§ **EXCERPTED RECORDS**
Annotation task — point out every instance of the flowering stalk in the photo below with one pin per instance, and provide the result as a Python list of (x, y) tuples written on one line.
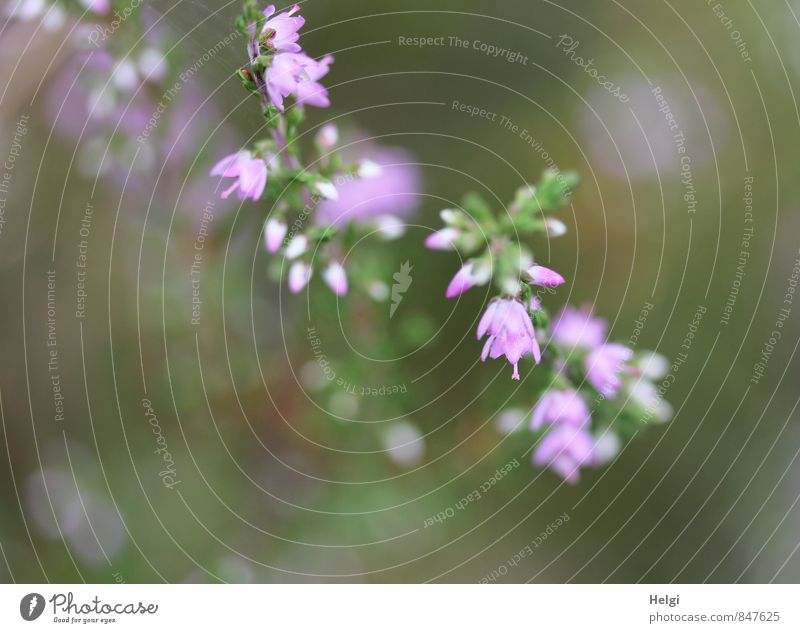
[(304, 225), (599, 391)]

--

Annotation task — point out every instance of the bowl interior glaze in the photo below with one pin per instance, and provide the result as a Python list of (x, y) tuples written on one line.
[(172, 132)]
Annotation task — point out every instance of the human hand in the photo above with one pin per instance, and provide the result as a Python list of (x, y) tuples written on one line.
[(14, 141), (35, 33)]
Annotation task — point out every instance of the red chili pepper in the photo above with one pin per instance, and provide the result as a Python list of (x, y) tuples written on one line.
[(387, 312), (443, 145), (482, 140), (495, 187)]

§ **GIVEN PROBLEM**
Scale the stretch of records from the line containing "Annotation task — point out every instance of the human" through the line containing "[(387, 312), (443, 145), (482, 140), (495, 187)]" by repeating every line in full, with each coordinate in the answers multiplied by 0.7 and rounded to a whole number, halves rounded up. Give only those lines.

§ **OUTPUT**
Annotation task — point out every instance of the human hand in the photo above with one pin per instance, and provide the result as a Python list of (x, y) tuples written on one line.
[(10, 99), (25, 23)]
Annotation task — point out every instance of the red chili pepper in the photo above with one pin per instance, and provide the result as a Python list of (x, y) tuples written on one line.
[(271, 218), (310, 102), (337, 98), (347, 131)]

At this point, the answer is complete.